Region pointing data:

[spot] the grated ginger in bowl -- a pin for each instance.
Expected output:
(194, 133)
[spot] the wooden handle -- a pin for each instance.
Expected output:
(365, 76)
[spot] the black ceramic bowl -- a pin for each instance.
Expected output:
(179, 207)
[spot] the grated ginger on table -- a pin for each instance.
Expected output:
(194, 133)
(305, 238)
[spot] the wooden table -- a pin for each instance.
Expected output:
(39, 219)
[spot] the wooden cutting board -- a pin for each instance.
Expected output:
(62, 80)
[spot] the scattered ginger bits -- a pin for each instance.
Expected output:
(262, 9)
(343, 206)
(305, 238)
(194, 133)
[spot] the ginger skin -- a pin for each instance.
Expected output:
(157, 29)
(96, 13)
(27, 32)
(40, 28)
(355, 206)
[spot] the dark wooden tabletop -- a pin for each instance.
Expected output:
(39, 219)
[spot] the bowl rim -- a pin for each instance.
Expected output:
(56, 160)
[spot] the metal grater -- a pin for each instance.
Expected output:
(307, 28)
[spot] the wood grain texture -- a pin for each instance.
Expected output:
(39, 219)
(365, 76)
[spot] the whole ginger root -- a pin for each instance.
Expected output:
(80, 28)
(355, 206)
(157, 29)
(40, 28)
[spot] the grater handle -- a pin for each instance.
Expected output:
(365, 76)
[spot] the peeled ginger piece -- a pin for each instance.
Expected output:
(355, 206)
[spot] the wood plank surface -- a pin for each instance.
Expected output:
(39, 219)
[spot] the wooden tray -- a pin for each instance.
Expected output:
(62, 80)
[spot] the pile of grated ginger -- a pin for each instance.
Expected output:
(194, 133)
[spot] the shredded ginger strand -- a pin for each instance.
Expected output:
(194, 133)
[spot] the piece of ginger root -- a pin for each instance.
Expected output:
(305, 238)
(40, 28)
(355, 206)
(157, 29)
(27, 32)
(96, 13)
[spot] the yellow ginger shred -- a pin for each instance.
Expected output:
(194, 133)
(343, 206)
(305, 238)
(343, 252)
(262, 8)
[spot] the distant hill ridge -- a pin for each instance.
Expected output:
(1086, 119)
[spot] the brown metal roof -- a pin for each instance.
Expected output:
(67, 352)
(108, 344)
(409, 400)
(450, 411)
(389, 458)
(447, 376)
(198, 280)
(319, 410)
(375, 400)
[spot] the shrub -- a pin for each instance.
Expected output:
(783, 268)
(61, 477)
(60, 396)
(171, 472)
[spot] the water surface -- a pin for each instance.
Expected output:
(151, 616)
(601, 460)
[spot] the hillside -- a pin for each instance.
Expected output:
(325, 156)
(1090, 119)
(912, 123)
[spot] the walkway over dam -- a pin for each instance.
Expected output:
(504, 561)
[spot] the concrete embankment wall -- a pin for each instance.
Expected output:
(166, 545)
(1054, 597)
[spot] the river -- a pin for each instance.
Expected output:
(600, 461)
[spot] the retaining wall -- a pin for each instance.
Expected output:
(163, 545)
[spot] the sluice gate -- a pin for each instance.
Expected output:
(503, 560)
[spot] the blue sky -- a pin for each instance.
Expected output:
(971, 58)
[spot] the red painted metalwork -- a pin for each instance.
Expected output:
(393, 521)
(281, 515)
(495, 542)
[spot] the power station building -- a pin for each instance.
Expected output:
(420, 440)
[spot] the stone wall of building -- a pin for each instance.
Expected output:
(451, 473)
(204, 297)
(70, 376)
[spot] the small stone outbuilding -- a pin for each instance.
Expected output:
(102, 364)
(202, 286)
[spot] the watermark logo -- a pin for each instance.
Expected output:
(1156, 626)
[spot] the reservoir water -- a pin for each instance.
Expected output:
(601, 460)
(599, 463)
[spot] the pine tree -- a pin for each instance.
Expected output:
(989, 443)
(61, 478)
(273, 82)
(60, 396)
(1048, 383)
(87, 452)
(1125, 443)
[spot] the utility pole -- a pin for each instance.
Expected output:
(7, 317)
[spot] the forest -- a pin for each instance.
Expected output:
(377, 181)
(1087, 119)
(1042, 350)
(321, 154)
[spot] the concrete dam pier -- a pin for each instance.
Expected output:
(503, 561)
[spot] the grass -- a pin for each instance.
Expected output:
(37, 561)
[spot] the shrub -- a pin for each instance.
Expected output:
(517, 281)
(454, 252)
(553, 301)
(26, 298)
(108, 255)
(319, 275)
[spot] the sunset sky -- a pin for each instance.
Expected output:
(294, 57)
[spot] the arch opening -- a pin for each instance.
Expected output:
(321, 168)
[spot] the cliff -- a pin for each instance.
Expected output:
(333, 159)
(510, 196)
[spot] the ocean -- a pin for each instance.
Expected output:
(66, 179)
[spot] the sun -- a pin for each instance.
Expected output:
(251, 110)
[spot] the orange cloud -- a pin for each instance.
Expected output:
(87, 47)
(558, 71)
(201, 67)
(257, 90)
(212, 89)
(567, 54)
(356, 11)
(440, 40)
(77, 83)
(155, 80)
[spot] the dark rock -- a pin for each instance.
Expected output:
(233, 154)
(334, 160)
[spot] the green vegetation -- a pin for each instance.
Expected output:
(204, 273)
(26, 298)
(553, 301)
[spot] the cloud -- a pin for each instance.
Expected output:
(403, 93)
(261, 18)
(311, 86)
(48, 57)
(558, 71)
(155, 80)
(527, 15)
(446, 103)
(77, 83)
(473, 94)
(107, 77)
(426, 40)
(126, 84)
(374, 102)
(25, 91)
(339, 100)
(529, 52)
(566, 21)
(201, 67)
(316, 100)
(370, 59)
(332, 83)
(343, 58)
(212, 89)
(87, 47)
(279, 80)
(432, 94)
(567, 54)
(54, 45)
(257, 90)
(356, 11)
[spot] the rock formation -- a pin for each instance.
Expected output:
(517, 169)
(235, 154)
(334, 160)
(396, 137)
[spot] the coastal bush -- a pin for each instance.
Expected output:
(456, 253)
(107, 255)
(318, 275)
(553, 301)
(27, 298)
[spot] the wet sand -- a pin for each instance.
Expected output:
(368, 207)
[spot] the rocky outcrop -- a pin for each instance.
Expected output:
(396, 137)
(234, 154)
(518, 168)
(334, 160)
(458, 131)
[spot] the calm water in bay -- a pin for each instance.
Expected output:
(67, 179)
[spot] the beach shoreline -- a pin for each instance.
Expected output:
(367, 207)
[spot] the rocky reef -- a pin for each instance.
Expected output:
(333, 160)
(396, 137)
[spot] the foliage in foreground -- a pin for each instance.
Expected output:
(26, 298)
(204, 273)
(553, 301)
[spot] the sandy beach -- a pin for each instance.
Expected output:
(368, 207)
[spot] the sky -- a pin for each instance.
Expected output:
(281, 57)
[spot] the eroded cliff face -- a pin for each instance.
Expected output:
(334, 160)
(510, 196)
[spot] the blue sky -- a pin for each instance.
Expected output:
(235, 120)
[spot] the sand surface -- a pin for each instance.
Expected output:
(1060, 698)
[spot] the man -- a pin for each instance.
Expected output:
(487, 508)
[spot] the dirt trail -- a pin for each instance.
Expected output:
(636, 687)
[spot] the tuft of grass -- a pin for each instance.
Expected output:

**Problem requirements:** Copy out each record above exactly, leaving nothing out.

**Completed task:**
[spot] the grated ginger in bowl -- a pin for each instance.
Expected output:
(194, 133)
[spot] the wooden handle -- a pin for each instance.
Expected output:
(365, 76)
[spot] the black ceramic bowl -- a pin for each instance.
Expected output:
(179, 207)
[spot] the grated ginger on table -- a pin for each instance.
Expected output:
(194, 133)
(305, 238)
[spot] the wooden table -- a pin for each instance.
Expected output:
(39, 219)
[spot] the wooden cutting board -- a pin for each instance.
Expected output:
(62, 80)
[spot] the scattered ginger bits -- a pin for each instance.
Expected output:
(262, 9)
(343, 206)
(305, 238)
(194, 133)
[spot] the ginger skin -- a pin for each instance.
Expected output:
(157, 29)
(96, 13)
(27, 32)
(40, 28)
(355, 206)
[spot] the dark wooden tabletop -- a pin for each instance.
Expected output:
(39, 219)
[spot] the bowl rim -- a pin for each instance.
Expected output:
(56, 160)
[spot] the metal grater -- a pin for each instance.
Expected output:
(307, 28)
[spot] the wood grain texture -- a pin for each instance.
Expected output:
(39, 219)
(365, 76)
[spot] the whole ginger root -- a pin for each instance.
Expected output:
(80, 28)
(355, 206)
(157, 29)
(40, 28)
[spot] the grater handle -- a pin for each instance.
Expected output:
(365, 76)
[spot] the peeled ginger piece -- a pin for each instance.
Expected output:
(355, 206)
[spot] the wood plank surface -- a pin for each instance.
Expected output:
(39, 219)
[spot] the wooden tray -- a pin for each instance.
Expected output:
(62, 80)
[spot] the pile of grated ginger -- a pin for each instance.
Expected output:
(194, 133)
[spot] the shredded ginger strand -- a pin for each instance.
Expected output:
(194, 133)
[spot] the piece of ginger root -- a pin for each instance.
Expected output:
(305, 238)
(40, 28)
(355, 206)
(157, 29)
(27, 32)
(96, 13)
[spot] the yellow ginger shred -- a pin for each instance.
Expected output:
(194, 133)
(343, 206)
(305, 238)
(343, 252)
(262, 8)
[spot] the distant hill ridge -- a pin for each instance.
Expected output:
(1086, 119)
[spot] the brown metal roof -- a pin for each instance.
Expected output:
(67, 352)
(108, 344)
(409, 400)
(450, 411)
(389, 458)
(447, 376)
(198, 280)
(319, 410)
(375, 400)
[spot] the shrub -- a pin for each instance.
Expected output:
(783, 268)
(61, 477)
(60, 396)
(171, 472)
[spot] the water surface -- a pin for each instance.
Expected output:
(151, 616)
(601, 460)
[spot] the hillside -- a pin for each instance.
Expected output:
(325, 156)
(1090, 119)
(912, 123)
[spot] the walkway over dam -- a pin for each instance.
Expected output:
(504, 561)
[spot] the concrete embankment wall -- a pin for each instance.
Expected output:
(166, 545)
(1054, 597)
[spot] the river -- a pin for each instance.
Expected output:
(600, 461)
[spot] the retaining wall -- a pin for each instance.
Expected output:
(163, 545)
[spot] the sluice gate -- a pin for each instance.
Expected output:
(503, 560)
[spot] the blue sky -- a pin for each instance.
Expected output:
(971, 58)
[spot] the red painted metalwork -- a pin for each instance.
Expected output:
(393, 521)
(281, 515)
(495, 542)
[spot] the power station building -- a pin for each instance.
Expected output:
(420, 440)
[spot] the stone wall of building -- a pin for each instance.
Expected output:
(451, 473)
(204, 297)
(70, 376)
[spot] the small stone outbuilding -- a pin for each instance.
Expected output:
(102, 364)
(202, 286)
[spot] the watermark logo -- a pin for each instance.
Expected output:
(1156, 626)
[spot] the reservoir water -- a pin for each instance.
Expected output:
(601, 460)
(599, 463)
[spot] the pine tree -- a pin for each instance.
Expected output:
(989, 443)
(61, 478)
(273, 82)
(60, 396)
(1048, 383)
(87, 452)
(1125, 443)
[spot] the utility pole -- a pin for each instance.
Expected output:
(7, 317)
[spot] the forest -- a pin for each instance.
Expected output:
(377, 181)
(1087, 119)
(1042, 350)
(321, 154)
[spot] the concrete dam pier -- a pin for each instance.
Expected output:
(503, 561)
[spot] the grass -- a pin for each instance.
Expected output:
(37, 561)
[spot] the shrub -- a pin for each instance.
Expected output:
(517, 281)
(454, 252)
(553, 301)
(26, 298)
(108, 255)
(319, 275)
[spot] the sunset sky -- a pin for each instance.
Expected output:
(294, 57)
[spot] the arch opening -- a pin for each instance.
Expected output:
(321, 168)
[spot] the cliff -- a pin for each instance.
Expected output:
(333, 159)
(510, 196)
[spot] the ocean -- a pin for each instance.
Expected output:
(66, 179)
[spot] the sun -- a pin for each instance.
Expected output:
(251, 110)
[spot] the orange cloud -- a pin for each instance.
Expected output:
(87, 47)
(558, 71)
(201, 67)
(257, 90)
(212, 89)
(567, 54)
(356, 11)
(440, 40)
(77, 83)
(155, 80)
[spot] the dark rock -- a pin for each instance.
Expected output:
(233, 154)
(334, 160)
[spot] the green vegetation -- a pin for each instance.
Expected output:
(204, 273)
(26, 298)
(553, 301)
[spot] the cloud -- a pin for each instance.
Expected output:
(403, 93)
(261, 18)
(311, 86)
(48, 57)
(558, 71)
(155, 80)
(527, 15)
(446, 103)
(77, 83)
(473, 94)
(107, 77)
(426, 40)
(126, 84)
(374, 102)
(25, 91)
(339, 100)
(529, 52)
(566, 21)
(201, 67)
(316, 100)
(370, 59)
(332, 83)
(343, 58)
(212, 89)
(87, 47)
(279, 80)
(432, 94)
(567, 54)
(54, 45)
(257, 90)
(356, 11)
[spot] the rock formation -- a pin for each instance.
Expected output:
(517, 169)
(235, 154)
(334, 160)
(396, 137)
[spot] the coastal bush -- a pin for each instance.
Expected output:
(456, 253)
(107, 255)
(318, 275)
(553, 301)
(27, 298)
[spot] the wet sand -- a pin for each instance.
Expected output:
(368, 207)
[spot] the rocky outcrop -- a pin for each instance.
Expected output:
(396, 137)
(234, 154)
(518, 168)
(334, 160)
(458, 131)
[spot] the calm water in bay -- a pin for each instance.
Expected output:
(67, 179)
[spot] the beach shoreline -- a pin for each instance.
Expected output:
(367, 207)
[spot] the rocky reef -- a pin for each instance.
Expected output:
(333, 160)
(396, 137)
[spot] the foliage in foreground -- a pin for each instance.
Expected output:
(26, 298)
(204, 273)
(553, 301)
[spot] the sandy beach -- a pin for each instance.
Expected output:
(368, 207)
[spot] the sky -- a pin for each instance.
Expected output:
(281, 57)
[spot] the eroded cliff face -- a pin for each instance.
Expected output:
(334, 160)
(510, 196)
[spot] the blue sky -- a pin for each instance.
Expected output:
(235, 120)
[spot] the sand surface -- a pin for each instance.
Expected output:
(1060, 698)
[spot] the man -- a pin for each instance.
Expected output:
(487, 508)
[spot] the dirt trail -- a pin for each instance.
Expected output:
(636, 687)
[spot] the tuft of grass -- a pin for each instance.
Expected output:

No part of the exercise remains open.